§ **Record extracts**
※

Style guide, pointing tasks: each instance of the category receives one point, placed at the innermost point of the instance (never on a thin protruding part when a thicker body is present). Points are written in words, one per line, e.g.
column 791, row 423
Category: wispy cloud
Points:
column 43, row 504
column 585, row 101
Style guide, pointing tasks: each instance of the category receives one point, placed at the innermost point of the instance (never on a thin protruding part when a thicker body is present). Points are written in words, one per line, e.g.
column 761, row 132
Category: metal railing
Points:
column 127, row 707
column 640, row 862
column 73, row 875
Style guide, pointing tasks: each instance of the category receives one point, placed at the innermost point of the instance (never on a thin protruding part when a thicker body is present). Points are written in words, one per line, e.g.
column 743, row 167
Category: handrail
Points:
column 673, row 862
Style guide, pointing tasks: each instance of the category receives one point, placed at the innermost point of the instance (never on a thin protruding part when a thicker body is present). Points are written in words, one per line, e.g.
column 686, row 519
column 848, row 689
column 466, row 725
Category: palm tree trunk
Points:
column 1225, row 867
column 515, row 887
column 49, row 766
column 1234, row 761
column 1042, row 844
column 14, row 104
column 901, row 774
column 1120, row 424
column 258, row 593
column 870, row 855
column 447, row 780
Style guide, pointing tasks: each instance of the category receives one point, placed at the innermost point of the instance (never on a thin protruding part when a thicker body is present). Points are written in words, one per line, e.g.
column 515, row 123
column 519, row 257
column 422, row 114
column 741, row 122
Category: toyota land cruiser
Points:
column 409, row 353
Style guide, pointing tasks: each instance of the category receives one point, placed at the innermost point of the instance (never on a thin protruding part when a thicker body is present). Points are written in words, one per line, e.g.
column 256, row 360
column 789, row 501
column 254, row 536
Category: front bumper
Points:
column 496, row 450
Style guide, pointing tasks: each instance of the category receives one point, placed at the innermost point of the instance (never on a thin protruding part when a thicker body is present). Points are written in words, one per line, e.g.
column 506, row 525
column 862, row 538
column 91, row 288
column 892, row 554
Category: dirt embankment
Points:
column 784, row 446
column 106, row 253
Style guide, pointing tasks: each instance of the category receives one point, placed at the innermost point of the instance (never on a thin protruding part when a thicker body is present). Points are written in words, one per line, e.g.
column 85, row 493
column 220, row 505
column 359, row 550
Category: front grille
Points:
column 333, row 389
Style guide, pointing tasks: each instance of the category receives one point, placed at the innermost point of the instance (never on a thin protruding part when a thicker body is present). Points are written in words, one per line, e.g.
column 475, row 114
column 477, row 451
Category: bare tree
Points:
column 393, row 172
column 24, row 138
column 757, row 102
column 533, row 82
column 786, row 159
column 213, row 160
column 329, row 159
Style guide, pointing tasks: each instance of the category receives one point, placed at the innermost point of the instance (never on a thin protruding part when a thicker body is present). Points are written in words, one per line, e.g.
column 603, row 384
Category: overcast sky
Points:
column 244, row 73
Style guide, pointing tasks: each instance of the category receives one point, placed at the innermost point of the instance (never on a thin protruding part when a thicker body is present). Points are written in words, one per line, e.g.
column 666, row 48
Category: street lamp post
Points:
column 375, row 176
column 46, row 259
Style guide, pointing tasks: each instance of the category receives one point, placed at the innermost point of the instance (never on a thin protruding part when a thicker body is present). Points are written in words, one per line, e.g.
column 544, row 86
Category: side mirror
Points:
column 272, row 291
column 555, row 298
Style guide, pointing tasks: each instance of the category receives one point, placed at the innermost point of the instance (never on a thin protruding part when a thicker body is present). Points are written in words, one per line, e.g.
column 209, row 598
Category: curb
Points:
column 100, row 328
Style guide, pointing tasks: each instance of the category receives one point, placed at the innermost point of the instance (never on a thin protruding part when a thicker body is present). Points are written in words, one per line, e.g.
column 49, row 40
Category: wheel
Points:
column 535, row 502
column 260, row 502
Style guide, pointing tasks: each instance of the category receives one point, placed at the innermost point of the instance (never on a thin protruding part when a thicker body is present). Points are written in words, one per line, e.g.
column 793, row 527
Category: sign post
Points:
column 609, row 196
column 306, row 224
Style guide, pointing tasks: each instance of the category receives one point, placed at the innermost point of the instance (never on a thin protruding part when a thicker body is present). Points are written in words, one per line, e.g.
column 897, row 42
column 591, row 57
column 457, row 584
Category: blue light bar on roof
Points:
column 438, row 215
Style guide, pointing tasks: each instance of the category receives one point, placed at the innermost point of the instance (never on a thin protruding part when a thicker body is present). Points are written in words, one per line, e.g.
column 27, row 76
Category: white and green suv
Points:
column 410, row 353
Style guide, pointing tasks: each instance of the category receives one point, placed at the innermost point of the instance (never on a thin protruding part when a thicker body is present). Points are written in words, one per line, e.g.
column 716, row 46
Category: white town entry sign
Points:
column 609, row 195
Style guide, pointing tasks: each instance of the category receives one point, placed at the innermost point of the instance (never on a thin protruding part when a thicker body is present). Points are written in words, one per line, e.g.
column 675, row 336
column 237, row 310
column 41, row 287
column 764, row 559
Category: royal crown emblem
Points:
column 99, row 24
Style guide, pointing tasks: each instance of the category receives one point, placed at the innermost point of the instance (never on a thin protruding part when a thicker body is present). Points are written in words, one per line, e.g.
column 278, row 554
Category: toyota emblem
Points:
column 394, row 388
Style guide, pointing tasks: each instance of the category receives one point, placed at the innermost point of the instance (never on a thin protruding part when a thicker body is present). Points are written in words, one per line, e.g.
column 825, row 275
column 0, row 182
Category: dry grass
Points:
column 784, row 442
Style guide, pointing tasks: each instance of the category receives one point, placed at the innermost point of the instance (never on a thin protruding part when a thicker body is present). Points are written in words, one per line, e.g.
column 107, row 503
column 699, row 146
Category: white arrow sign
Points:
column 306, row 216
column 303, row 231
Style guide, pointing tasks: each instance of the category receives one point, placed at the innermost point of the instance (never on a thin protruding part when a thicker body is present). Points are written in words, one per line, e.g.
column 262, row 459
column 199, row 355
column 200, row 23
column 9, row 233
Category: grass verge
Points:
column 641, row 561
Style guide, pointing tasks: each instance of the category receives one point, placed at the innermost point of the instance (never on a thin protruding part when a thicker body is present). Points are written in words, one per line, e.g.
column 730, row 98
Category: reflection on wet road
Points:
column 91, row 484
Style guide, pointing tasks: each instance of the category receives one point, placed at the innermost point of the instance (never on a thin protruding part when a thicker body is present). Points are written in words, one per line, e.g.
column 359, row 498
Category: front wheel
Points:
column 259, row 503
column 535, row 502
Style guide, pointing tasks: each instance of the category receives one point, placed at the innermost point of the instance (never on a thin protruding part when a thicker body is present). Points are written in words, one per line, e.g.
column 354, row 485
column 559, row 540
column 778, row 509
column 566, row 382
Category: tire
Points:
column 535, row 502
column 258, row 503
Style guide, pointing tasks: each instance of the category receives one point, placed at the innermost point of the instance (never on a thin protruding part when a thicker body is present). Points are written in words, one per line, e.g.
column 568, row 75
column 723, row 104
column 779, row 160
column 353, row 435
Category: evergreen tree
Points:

※

§ **What is expected**
Please set down each entry again, word for word.

§ **Result for this exercise**
Style guide, pointing tasks: each instance of the category receives one point, placed at the innermost point of the instance (never on a thin protruding part when a thicker body is present). Points are written in words, one per line, e.g.
column 791, row 423
Category: wispy cloud
Points:
column 43, row 504
column 585, row 101
Style guide, pointing tasks: each instance of the category receives one point, placed at the innermost point of the instance (never on a thin protruding part when a thicker body is present). Points are written in words, one per line, e.g.
column 761, row 132
Category: metal railing
Points:
column 127, row 707
column 640, row 862
column 73, row 875
Style guide, pointing tasks: each instance of the category receives one point, placed at the innermost point of the instance (never on a thin protruding part when a thicker body is present). Points are written in words, one per line, e.g.
column 743, row 167
Category: handrail
Points:
column 673, row 862
Style guide, pointing tasks: each instance of the category receives one point, placed at the innermost point of the instance (never on a thin protruding part when a thicker body is present). Points are written in words, one per line, e.g.
column 686, row 519
column 848, row 689
column 466, row 725
Category: palm tree trunk
Points:
column 1225, row 867
column 515, row 887
column 49, row 766
column 1234, row 761
column 1042, row 844
column 14, row 104
column 901, row 774
column 1120, row 424
column 258, row 593
column 870, row 855
column 447, row 780
Style guide, pointing tasks: each instance of the category receives one point, placed at the innermost point of the instance (never on a thin protruding part when a thicker body is present). Points are written in words, one per line, e.g.
column 515, row 123
column 519, row 257
column 422, row 114
column 741, row 122
Category: toyota land cruiser
Points:
column 409, row 353
Style guide, pointing tasks: each instance of the category receives one point, placed at the innermost point of the instance (never on a thin protruding part when a thicker body is present). Points are written in words, one per line, e.g.
column 256, row 360
column 789, row 501
column 254, row 536
Category: front bumper
Points:
column 496, row 450
Style guide, pointing tasks: each instance of the category receives one point, placed at the innermost point of the instance (never on a thin protruding part when a thicker body is present). Points are written in words, one per line, e.g.
column 506, row 525
column 862, row 538
column 91, row 288
column 892, row 554
Category: dirt embankment
Points:
column 784, row 446
column 106, row 253
Style guide, pointing tasks: each instance of the category receives one point, placed at the innermost point of the instance (never on a thin protruding part when a thicker body is present). Points are written in words, one per line, e.g.
column 85, row 493
column 220, row 505
column 359, row 550
Category: front grille
Points:
column 333, row 389
Style guide, pointing tasks: each instance of the category receives one point, placed at the innermost point of the instance (never on a thin protruding part when a thicker body is present). Points are written in words, one per line, e.g.
column 475, row 114
column 477, row 451
Category: bare tree
Points:
column 393, row 172
column 24, row 138
column 757, row 102
column 533, row 82
column 786, row 159
column 213, row 160
column 329, row 159
Style guide, pointing tasks: each instance of the category receives one point, placed at the innermost point of the instance (never on a thin protruding part when a thicker body is present). Points are written in words, one per line, e.g.
column 603, row 384
Category: overcast sky
Points:
column 244, row 73
Style guide, pointing tasks: each instance of the category receives one point, placed at the innermost point of the instance (never on a thin protruding part when a thicker body is present). Points are written in words, one per line, e.g.
column 666, row 48
Category: street lamp post
Points:
column 375, row 176
column 46, row 259
Style guide, pointing tasks: each instance of the category receives one point, placed at the innermost point of the instance (never on a thin protruding part when a thicker body is present). Points are written in words, one per line, e.g.
column 544, row 86
Category: side mirror
Points:
column 272, row 291
column 555, row 298
Style guide, pointing tasks: each instance of the category receives one point, placed at the innermost point of the instance (never on a thin protruding part when a thicker body is present). Points are written in words, one per line, e.g.
column 209, row 598
Category: curb
Points:
column 100, row 328
Style guide, pointing tasks: each instance of the category receives one point, placed at the innermost point of the instance (never on a thin protruding part when a thicker body is present). Points are written in words, one per line, e.g.
column 49, row 40
Category: wheel
Points:
column 535, row 502
column 260, row 502
Style guide, pointing tasks: each instance of the category receives one point, placed at the innermost point of the instance (never on a thin protruding part when a thicker body is present). Points are written in words, one per line, e.g.
column 793, row 527
Category: sign post
Points:
column 609, row 196
column 306, row 224
Style guide, pointing tasks: each instance of the category receives one point, placed at the innermost point of the instance (never on a thin protruding part when a thicker body is present). Points are written in words, one per line, e.g.
column 897, row 42
column 591, row 57
column 457, row 584
Category: blue light bar on roof
Points:
column 438, row 215
Style guide, pointing tasks: each instance of the category receives one point, placed at the innermost point of the instance (never on a thin protruding part when a thicker body is present). Points are written in words, one per line, e.g.
column 27, row 76
Category: white and green suv
Points:
column 410, row 353
Style guide, pointing tasks: each instance of the category receives one point, placed at the innermost point of the instance (never on a thin protruding part when a thicker body is present). Points are written in words, one per line, e.g.
column 716, row 46
Category: white town entry sign
Points:
column 609, row 195
Style guide, pointing tasks: each instance of the category receives one point, placed at the innermost point of the instance (never on a thin protruding part when a thicker body is present). Points are written in words, one per line, e.g.
column 675, row 336
column 237, row 310
column 41, row 287
column 764, row 559
Category: royal crown emblem
Points:
column 99, row 24
Style guide, pointing tasks: each instance of the category receives one point, placed at the innermost point of the instance (never on a thin protruding part when a thicker body is present). Points are written in words, one per line, e.g.
column 278, row 554
Category: toyota emblem
Points:
column 394, row 388
Style guide, pointing tasks: each instance of the category receives one point, placed at the innermost point of the instance (never on a thin protruding part when a thicker body is present). Points are written in words, one per line, e.g.
column 825, row 275
column 0, row 182
Category: dry grass
Points:
column 784, row 442
Style guide, pointing tasks: each instance of the category receives one point, placed at the innermost point of the instance (never on a thin protruding part when a thicker body is present). Points are written in words, one per line, e.g.
column 107, row 503
column 699, row 146
Category: white arrow sign
Points:
column 306, row 216
column 303, row 231
Style guide, pointing tasks: each instance of the category receives one point, placed at the innermost point of the instance (never on a thin protruding part when a thicker body is present). Points are written in words, one per line, e.g.
column 262, row 459
column 199, row 355
column 200, row 23
column 9, row 233
Category: grass verge
Points:
column 641, row 561
Style guide, pointing tasks: each instance of the category receives one point, placed at the innermost point of the instance (never on a thin protruding part when a thicker body is present). Points are written in words, one per line, e.g.
column 730, row 98
Category: reflection on wet road
Points:
column 91, row 484
Style guide, pointing tasks: each instance of the category receives one point, placed at the innermost point of the instance (never on a thin protruding part when a thicker body is present). Points are written in words, one per line, e.g.
column 359, row 498
Category: front wheel
Points:
column 259, row 503
column 535, row 502
Style guide, pointing tasks: each instance of the category receives one point, placed at the innermost point of the instance (never on a thin protruding part when a thicker body is present). Points are written in words, one per line, e.g.
column 354, row 485
column 559, row 540
column 778, row 509
column 566, row 382
Category: tire
Points:
column 535, row 502
column 258, row 503
Style guide, pointing tasks: each instance of the category receives one point, placed at the innermost point of the instance (never on a thin protruding part when a thicker body is present). Points are written in words, one per line, e.g.
column 568, row 75
column 723, row 104
column 779, row 160
column 353, row 435
Category: evergreen tree
Points:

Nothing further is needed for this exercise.